INPUT DATA:
● ● ● ● ●
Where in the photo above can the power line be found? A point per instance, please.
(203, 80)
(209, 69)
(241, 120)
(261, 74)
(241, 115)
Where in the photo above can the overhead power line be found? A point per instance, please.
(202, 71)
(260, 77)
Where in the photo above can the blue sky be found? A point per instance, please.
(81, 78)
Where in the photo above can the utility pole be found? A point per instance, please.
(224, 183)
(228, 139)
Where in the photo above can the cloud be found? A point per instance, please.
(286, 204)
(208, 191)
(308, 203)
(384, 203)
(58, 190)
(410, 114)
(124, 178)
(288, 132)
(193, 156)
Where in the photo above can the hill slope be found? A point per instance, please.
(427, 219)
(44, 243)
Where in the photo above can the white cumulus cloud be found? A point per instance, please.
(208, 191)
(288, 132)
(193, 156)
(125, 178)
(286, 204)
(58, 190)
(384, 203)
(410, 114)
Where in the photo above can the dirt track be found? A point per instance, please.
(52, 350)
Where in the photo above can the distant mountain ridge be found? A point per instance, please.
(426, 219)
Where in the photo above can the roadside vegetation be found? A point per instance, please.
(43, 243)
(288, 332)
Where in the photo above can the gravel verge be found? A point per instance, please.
● ● ● ● ●
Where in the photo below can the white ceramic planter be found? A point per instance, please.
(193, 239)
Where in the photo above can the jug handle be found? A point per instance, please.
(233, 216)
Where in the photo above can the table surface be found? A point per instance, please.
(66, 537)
● ● ● ● ●
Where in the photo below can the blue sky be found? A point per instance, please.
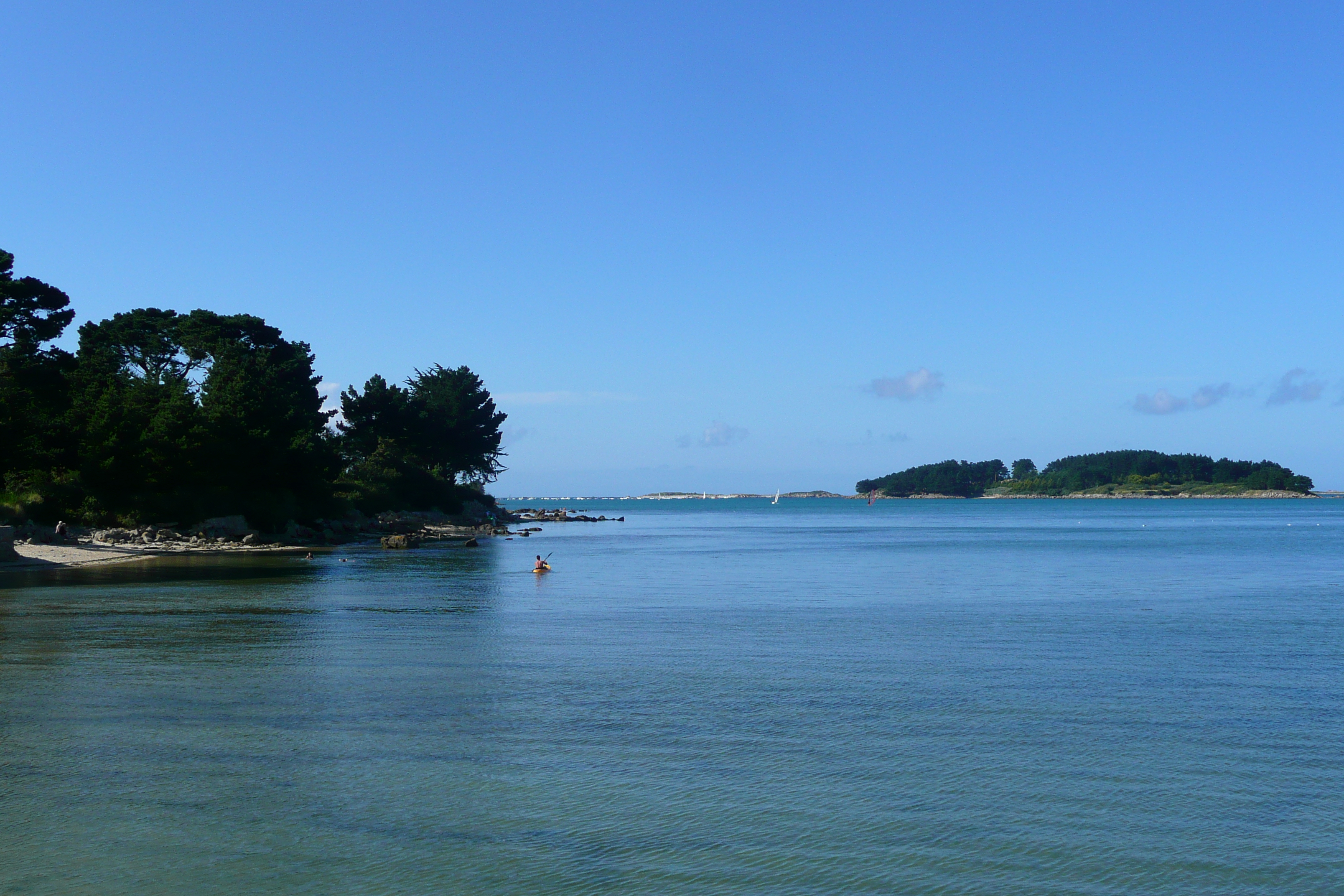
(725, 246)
● ● ● ● ●
TASK PROMPT: With the line holding "Where in the photo above can the roadside" as the first and the line holding "Where in the photo above can the gravel" as the last, set down that range of the entries above exactly, and nothing else.

ANSWER SPACE:
Where in the photo above can the roadside vegetation be found? A point per instance, please.
(43, 243)
(288, 332)
Where in the photo above can the gravel verge be found? A point per instance, please.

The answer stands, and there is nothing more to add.